Saved data entries ▸
►

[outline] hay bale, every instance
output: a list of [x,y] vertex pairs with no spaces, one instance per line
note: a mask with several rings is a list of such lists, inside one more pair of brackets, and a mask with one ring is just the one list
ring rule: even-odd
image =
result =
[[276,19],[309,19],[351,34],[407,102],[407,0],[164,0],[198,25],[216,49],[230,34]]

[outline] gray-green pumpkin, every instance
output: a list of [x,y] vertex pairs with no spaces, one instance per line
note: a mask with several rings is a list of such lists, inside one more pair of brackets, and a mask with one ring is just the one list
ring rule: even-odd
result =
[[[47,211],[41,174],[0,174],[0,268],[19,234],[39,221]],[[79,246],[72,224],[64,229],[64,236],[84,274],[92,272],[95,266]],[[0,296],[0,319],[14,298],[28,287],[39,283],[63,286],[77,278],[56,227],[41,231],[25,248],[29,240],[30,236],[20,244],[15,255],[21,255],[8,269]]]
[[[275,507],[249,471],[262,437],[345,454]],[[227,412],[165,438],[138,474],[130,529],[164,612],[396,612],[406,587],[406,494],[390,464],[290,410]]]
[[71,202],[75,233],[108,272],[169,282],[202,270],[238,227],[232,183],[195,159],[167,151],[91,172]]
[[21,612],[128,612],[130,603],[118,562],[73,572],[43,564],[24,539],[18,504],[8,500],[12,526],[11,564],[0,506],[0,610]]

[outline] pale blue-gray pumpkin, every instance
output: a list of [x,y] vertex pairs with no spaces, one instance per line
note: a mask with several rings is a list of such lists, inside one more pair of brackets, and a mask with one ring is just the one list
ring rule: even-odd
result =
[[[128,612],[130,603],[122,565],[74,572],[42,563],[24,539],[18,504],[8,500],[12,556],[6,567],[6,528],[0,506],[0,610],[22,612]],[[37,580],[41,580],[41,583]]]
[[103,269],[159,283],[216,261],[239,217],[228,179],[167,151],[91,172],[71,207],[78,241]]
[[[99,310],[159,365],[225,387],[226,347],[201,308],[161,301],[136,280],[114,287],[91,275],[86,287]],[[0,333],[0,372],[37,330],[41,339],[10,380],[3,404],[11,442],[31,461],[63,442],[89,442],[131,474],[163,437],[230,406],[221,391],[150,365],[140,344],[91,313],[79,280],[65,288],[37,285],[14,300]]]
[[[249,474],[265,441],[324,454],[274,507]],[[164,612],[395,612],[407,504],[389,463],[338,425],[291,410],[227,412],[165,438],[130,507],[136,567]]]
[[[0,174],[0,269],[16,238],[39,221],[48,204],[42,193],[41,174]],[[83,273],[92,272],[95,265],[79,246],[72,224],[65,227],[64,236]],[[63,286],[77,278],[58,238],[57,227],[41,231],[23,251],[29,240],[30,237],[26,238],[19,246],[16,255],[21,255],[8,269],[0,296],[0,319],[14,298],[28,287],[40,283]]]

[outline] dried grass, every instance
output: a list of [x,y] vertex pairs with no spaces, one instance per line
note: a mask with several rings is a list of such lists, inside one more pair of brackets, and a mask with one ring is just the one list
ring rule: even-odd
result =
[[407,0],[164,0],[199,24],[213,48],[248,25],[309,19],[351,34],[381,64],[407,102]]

◄

The word "gray" appears in some lines of the data. Copy every one of those lines.

[outline] gray-green pumpkin, every instance
[outline] pale blue-gray pumpkin, every instance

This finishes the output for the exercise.